CONSIGNE 1 »
Recopiez fidèlement le passage de l'article sur le champion d'orthographe : commencez aux mots « Champion des champions » et arrêtez-vous après « de français d’Hazebrouck. ».

TEXTE SOURCE »
****************

Champion des champions d’orthographe
La Voix du Nord (Hazebrouck)
14 avril 1992
Premier vainqueur de la dictée de Pivot, en 1985, vainqueur des 260 candidats réunis pour la superfinale à New York, l’emportant sur les champions des années précédentes, Bruno Dewaele ferme la boucle... et avec quel brio !
« Je crois que le supercrack de tous les supercracks, c’est M. Bruno Dewaele, parce que zéro faute à la dictée mais aussi zéro faute à tous les tests, c’est formidable. » C’est en ces termes que Bernard Pivot rendait, samedi soir, un hommage grand format à notre professeur de français d’Hazebrouck.
Ces tests qui servirent à départager les ex æquo, Bruno Dewaele les prévoyait particulièrement coriaces. « Je pense que la dictée sera un peu plus facile que celle de 91, pour ne pas humilier les candidats non francophones, disait-il dans l’interview qu’il nous accordait il y a quelques semaines. Mais les tests, déjà très ardus habituellement, devraient être plus difficiles encore. »

****************

ENTRÉES EXTRAITES »
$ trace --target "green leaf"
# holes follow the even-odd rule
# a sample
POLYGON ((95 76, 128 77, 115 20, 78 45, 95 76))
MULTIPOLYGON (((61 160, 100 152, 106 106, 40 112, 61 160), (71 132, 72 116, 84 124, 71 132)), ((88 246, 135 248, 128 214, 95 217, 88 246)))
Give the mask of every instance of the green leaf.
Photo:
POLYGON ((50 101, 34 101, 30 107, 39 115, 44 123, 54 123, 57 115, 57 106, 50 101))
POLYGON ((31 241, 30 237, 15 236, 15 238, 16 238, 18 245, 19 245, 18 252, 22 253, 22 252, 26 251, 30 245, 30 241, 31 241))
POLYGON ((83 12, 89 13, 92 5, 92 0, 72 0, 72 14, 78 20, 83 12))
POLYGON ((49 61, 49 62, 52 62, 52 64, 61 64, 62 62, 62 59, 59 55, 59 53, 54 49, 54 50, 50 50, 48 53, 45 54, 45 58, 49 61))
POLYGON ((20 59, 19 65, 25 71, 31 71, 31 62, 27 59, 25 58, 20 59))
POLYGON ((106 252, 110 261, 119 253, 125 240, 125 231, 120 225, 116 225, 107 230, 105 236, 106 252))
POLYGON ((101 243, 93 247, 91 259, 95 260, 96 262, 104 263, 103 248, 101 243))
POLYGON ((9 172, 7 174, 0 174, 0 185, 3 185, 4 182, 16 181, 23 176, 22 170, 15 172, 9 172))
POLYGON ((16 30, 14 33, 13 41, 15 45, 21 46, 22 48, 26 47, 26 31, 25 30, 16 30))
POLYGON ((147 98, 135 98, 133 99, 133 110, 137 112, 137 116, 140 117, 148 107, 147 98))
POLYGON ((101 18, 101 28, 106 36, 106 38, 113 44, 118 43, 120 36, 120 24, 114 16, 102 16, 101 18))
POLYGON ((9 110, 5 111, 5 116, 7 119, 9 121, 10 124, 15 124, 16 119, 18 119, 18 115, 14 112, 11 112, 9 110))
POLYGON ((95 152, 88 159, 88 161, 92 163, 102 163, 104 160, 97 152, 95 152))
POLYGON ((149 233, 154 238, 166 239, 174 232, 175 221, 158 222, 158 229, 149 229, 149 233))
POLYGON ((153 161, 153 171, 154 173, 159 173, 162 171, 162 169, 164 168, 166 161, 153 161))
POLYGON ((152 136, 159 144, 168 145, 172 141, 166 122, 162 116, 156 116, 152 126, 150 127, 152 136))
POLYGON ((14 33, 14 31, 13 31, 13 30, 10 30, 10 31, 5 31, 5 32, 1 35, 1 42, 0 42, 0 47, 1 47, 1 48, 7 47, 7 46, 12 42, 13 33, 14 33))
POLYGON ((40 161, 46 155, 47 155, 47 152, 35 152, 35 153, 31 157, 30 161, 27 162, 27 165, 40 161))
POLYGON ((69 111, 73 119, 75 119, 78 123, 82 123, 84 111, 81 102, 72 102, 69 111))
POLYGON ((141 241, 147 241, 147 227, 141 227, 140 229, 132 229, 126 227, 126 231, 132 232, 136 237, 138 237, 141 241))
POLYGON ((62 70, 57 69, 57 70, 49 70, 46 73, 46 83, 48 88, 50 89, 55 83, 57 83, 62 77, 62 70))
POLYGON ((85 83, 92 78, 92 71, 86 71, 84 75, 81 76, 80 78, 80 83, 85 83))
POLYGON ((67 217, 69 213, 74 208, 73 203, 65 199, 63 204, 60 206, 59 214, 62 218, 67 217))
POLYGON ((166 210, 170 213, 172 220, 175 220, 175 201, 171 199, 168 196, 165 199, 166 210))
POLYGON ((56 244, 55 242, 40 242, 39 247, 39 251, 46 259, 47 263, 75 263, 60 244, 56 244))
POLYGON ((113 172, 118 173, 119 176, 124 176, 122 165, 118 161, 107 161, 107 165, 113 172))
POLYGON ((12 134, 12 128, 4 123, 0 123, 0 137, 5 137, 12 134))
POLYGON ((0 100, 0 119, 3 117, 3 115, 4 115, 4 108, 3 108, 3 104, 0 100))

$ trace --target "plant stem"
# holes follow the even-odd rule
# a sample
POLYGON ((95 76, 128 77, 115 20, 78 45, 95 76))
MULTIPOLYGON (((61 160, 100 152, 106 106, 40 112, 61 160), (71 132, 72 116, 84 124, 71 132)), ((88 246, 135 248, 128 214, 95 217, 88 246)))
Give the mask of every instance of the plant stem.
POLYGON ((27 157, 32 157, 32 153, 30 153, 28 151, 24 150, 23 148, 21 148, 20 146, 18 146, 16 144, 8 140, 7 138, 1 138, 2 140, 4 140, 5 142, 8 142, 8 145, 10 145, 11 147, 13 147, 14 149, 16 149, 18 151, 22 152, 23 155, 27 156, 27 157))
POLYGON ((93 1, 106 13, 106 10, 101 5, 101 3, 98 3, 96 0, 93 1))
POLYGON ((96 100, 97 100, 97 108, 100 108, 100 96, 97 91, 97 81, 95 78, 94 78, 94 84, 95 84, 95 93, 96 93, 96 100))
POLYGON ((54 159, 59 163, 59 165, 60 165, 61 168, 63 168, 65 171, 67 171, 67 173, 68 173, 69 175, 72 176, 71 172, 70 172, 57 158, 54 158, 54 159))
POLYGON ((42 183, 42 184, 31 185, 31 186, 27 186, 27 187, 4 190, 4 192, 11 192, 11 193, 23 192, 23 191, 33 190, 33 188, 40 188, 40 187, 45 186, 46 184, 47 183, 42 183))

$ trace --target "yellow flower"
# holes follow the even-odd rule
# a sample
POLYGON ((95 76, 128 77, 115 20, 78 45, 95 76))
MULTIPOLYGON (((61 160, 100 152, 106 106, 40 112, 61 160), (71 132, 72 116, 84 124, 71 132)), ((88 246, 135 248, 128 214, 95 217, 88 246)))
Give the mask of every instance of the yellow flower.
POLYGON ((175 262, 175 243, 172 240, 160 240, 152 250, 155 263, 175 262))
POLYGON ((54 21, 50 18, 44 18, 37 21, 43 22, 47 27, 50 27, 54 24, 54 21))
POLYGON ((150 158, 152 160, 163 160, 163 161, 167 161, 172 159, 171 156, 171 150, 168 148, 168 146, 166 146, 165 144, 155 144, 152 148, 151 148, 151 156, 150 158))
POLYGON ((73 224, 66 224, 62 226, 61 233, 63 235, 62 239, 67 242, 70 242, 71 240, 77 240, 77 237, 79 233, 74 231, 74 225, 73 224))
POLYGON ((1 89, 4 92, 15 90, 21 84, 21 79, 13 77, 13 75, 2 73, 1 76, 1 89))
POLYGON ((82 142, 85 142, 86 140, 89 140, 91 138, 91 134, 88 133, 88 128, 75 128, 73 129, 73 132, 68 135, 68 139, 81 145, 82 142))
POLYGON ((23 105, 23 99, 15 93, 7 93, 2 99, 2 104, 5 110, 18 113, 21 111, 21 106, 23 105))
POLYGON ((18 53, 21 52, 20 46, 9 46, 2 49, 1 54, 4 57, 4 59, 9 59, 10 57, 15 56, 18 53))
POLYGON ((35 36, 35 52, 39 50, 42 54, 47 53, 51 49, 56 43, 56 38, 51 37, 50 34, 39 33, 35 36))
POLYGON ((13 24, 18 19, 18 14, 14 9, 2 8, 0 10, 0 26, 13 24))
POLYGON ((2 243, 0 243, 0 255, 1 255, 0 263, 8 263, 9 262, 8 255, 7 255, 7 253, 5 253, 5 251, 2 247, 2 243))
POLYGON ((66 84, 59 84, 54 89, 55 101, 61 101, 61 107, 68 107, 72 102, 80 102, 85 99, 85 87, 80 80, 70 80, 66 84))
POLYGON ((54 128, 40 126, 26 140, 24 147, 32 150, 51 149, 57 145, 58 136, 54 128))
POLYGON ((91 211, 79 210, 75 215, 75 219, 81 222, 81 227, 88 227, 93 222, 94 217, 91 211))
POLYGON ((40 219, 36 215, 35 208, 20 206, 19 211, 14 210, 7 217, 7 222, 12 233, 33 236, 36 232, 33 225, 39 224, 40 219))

****************

CONSIGNE 2 »
Réécrivez les lignes ci-dessus depuis la première jusqu'à celle qui contient « POLYGON ((49 61, 49 », incluse, en remplaçant « green leaf » par « yellow leaf » et en laissant tout le reste intact. Ne donnez que ces lignes.

RÉPONSE COMPLÈTE 1 »
Champion des champions d’orthographe
La Voix du Nord (Hazebrouck)
14 avril 1992
Premier vainqueur de la dictée de Pivot, en 1985, vainqueur des 260 candidats réunis pour la superfinale à New York, l’emportant sur les champions des années précédentes, Bruno Dewaele ferme la boucle... et avec quel brio !
« Je crois que le supercrack de tous les supercracks, c’est M. Bruno Dewaele, parce que zéro faute à la dictée mais aussi zéro faute à tous les tests, c’est formidable. » C’est en ces termes que Bernard Pivot rendait, samedi soir, un hommage grand format à notre professeur de français d’Hazebrouck.

RÉPONSE COMPLÈTE 2 »
$ trace --target "yellow leaf"
# holes follow the even-odd rule
# a sample
POLYGON ((95 76, 128 77, 115 20, 78 45, 95 76))
MULTIPOLYGON (((61 160, 100 152, 106 106, 40 112, 61 160), (71 132, 72 116, 84 124, 71 132)), ((88 246, 135 248, 128 214, 95 217, 88 246)))
Give the mask of every instance of the yellow leaf.
Photo:
POLYGON ((50 101, 34 101, 30 107, 39 115, 44 123, 54 123, 57 115, 57 106, 50 101))
POLYGON ((31 241, 30 237, 15 236, 15 238, 16 238, 18 245, 19 245, 18 252, 22 253, 22 252, 26 251, 30 245, 30 241, 31 241))
POLYGON ((83 12, 89 13, 92 5, 92 0, 72 0, 72 14, 78 20, 83 12))
POLYGON ((49 61, 49 62, 52 62, 52 64, 61 64, 62 62, 62 59, 59 55, 59 53, 54 49, 54 50, 50 50, 48 53, 45 54, 45 58, 49 61))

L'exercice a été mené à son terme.